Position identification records
_ _ _ _

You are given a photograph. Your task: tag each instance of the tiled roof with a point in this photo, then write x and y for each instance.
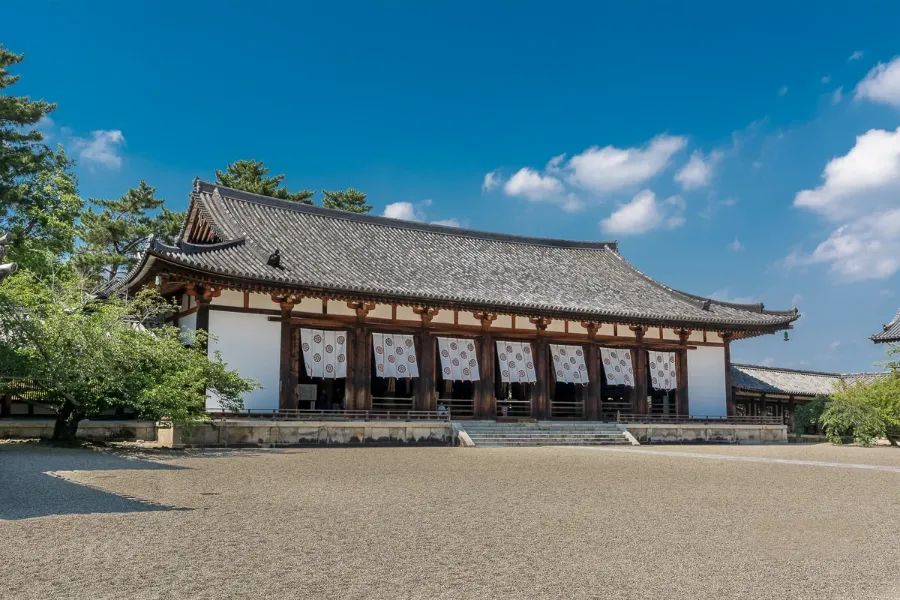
(889, 332)
(369, 256)
(773, 380)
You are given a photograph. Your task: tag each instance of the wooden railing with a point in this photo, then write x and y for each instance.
(567, 409)
(514, 408)
(698, 419)
(333, 415)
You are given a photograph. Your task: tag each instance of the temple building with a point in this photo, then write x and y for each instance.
(889, 333)
(335, 310)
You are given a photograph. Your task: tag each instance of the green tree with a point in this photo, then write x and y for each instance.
(251, 176)
(39, 200)
(350, 200)
(807, 415)
(114, 233)
(86, 357)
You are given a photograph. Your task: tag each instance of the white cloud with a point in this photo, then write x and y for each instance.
(533, 186)
(492, 181)
(610, 169)
(645, 213)
(408, 211)
(838, 95)
(867, 176)
(103, 149)
(404, 210)
(861, 195)
(554, 164)
(881, 84)
(698, 171)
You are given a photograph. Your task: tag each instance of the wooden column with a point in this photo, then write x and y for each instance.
(639, 399)
(682, 403)
(540, 398)
(729, 389)
(485, 401)
(351, 381)
(593, 400)
(286, 394)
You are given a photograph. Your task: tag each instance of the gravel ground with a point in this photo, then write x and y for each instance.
(449, 523)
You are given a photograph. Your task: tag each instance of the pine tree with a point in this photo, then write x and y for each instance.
(39, 200)
(350, 200)
(113, 235)
(250, 176)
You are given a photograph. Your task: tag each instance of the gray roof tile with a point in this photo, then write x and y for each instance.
(378, 256)
(889, 332)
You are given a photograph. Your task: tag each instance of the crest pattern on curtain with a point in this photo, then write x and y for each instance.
(662, 370)
(568, 363)
(617, 366)
(324, 352)
(516, 362)
(458, 360)
(395, 355)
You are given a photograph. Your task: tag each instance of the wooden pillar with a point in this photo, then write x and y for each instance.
(592, 356)
(351, 379)
(682, 397)
(424, 398)
(286, 393)
(540, 398)
(729, 385)
(681, 394)
(485, 401)
(639, 398)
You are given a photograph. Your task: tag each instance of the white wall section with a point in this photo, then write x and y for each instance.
(706, 382)
(251, 344)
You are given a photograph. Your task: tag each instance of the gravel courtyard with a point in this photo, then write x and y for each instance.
(664, 522)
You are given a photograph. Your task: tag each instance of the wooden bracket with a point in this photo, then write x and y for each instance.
(362, 308)
(427, 313)
(486, 319)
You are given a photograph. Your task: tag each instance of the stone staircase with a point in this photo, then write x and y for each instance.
(490, 434)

_ _ _ _

> SHORT PROBLEM: Copy out the lines from the line containing "the wooden column" to the end of the listing above, without alteration.

> RESULT OF THIS EXERCISE:
You are given a photograph. Your task: tag each instance of the wooden column with a point in this photo, then write x and y for each instance.
(639, 399)
(682, 403)
(540, 398)
(729, 389)
(485, 401)
(351, 381)
(593, 400)
(286, 394)
You are given a photograph. Your task: tag each instance of the gravel ground with a point in this photo, then write x and y for each instance.
(449, 523)
You are given a photograph. Your task: tag each instance of the pine tree with a point in this photo, then write x and y for each instance.
(39, 200)
(350, 200)
(113, 235)
(250, 176)
You are given a photograph. Your task: tag each instance of the gray roof tile with a point in this photo, then write x and y for each instance.
(378, 256)
(889, 332)
You are given a photograph. Your task: tag each instance of the crest pattern on curtain with a point in this photo, then write x and y for each instance.
(662, 370)
(568, 363)
(617, 366)
(324, 352)
(516, 362)
(458, 360)
(395, 355)
You are given a photograph. Your task: tag each instance of the wooden pillar with a point in this photo, then write x and y for each instance.
(592, 356)
(351, 379)
(682, 397)
(424, 398)
(286, 393)
(540, 398)
(729, 385)
(681, 394)
(485, 401)
(639, 398)
You are given a photograph. Your task: tag each instance of the white wall section with a point in this photo, then write x and y for each instance.
(706, 382)
(251, 344)
You are given a photograph. Your task: tag each instance of the gravel courtyard with a point in this photo, then write x and y for each instance.
(664, 522)
You are given a photograph. Your task: tag each instance of the wooden bracket with a point in this photo, then write x and y for each instance.
(362, 308)
(427, 313)
(486, 319)
You are given a photograph. Your task: tag each instance of the stone staircase with a point in this photo, then write x and y for each instance.
(490, 434)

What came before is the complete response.